PASSAGE SHOWN:
============================================================

I might make a sign that says:
1. Watch out. My pants may now be see through due to my ever growing behind.
2. Yes, I am ok. I’ve done this before.
3. Yes, I am ok. This is my fourth pregnancy.
4. Yes, I am young to have four kids.
5. Yes, I am finished. No, I don’t want to create my own basketball team.
6. Yes, I’ve modified my workouts.
7. Yes, my hands are full.
8. No, I will not go into labor in front of you. In fact, I’ve never actually gone into labor because my uterus is either like the Ritz, or my children are lazy. One or the other. But don’t worry. I won’t make you feel uncomfortable by going into labor.
Pregnancy is a glamorous thing. You really hold no shame when it’s all over. It’s a very humbling experience, each and every time. Thankfully, I just learn to laugh about it all. There’s nothing else that can be done:)

============================================================

[Stored data entries]

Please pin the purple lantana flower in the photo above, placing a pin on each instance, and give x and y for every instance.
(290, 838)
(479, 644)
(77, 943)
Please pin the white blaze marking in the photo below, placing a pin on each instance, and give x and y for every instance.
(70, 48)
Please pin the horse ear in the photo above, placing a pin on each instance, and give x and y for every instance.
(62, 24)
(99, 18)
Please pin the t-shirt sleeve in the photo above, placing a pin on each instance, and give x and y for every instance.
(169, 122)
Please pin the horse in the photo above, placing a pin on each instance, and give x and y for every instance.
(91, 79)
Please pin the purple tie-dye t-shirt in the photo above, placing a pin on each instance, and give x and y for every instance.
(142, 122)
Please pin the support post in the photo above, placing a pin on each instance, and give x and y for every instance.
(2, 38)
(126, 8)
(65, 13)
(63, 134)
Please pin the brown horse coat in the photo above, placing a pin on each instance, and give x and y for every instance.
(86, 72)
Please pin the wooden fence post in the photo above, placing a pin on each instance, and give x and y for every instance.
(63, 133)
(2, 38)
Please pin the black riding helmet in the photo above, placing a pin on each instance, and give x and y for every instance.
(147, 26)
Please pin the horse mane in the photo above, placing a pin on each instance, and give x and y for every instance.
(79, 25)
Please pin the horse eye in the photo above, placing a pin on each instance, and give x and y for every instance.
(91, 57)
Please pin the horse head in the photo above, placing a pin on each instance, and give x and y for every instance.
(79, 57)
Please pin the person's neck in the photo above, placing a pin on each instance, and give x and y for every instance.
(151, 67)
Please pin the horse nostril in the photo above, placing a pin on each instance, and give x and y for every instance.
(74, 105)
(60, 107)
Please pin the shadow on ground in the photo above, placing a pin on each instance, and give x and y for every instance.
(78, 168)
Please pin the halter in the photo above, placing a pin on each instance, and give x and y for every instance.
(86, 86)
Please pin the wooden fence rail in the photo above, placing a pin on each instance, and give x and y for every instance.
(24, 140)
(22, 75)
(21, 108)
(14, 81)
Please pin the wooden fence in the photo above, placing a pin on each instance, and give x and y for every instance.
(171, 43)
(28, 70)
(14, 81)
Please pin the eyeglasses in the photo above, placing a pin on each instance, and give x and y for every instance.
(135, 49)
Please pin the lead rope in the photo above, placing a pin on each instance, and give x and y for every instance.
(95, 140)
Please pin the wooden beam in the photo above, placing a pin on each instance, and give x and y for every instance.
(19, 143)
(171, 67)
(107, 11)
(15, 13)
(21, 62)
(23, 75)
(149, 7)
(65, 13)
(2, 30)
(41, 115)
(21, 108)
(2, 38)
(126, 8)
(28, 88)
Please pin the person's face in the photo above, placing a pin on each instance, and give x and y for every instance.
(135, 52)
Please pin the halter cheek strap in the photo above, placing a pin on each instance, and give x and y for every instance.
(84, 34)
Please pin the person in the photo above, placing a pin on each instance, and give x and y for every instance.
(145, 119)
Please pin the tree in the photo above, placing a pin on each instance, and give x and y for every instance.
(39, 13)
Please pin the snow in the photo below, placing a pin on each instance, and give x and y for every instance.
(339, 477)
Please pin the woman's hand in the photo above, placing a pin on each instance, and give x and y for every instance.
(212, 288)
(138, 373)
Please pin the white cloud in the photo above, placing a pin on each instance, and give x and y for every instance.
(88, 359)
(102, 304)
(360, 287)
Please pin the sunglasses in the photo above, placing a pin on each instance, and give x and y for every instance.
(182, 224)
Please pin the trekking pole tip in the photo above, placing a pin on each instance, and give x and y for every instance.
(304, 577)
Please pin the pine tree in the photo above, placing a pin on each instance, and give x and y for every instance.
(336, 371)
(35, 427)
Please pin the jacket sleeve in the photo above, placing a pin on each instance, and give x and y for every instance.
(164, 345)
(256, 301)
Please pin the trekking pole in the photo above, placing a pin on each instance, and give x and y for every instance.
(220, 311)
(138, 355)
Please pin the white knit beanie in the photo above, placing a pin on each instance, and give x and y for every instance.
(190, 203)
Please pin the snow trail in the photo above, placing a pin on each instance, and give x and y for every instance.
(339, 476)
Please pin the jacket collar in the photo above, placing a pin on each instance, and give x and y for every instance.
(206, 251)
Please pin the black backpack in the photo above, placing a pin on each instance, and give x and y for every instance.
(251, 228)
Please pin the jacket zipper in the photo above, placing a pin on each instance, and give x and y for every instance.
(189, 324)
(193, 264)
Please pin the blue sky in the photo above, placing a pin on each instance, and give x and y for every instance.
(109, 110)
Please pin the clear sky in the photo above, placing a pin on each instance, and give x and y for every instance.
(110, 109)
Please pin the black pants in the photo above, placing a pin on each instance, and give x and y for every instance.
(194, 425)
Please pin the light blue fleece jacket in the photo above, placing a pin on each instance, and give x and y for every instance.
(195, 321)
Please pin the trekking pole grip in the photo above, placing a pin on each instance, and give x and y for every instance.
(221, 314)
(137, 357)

============================================================

TASKS:
1) According to the pregnancy post, why has the writer never actually gone into labor? Answer in one to three sentences.
2) Answer these questions from the pregnancy post, marking each answer with its letter:
(a) Which pregnancy is the writer currently in?
(b) What has the writer modified?
(c) What does the writer say they don't want to create?
3) Resume the pregnancy post after its final sentence.
The items above are separate material and have no connection to the pregnancy post.

ANSWERS FOR THIS EXERCISE:
1) The writer offers two possible reasons: either the writer's uterus is like the Ritz, or the writer's children are lazy.

2)
(a) The writer's fourth pregnancy.
(b) The writer's workouts.
(c) Their own basketball team.

3)
I do have some posts of substance coming up. I’ve been learning a lot about the connection between how your brain functions with your body, and how most brain disorders (depression, anxiety, ADHD) are not a deficiency in specific medications, but rather, vitamins, minerals, or having toxic levels of metals and other foreign matter in your system. I look forward to sharing it with you.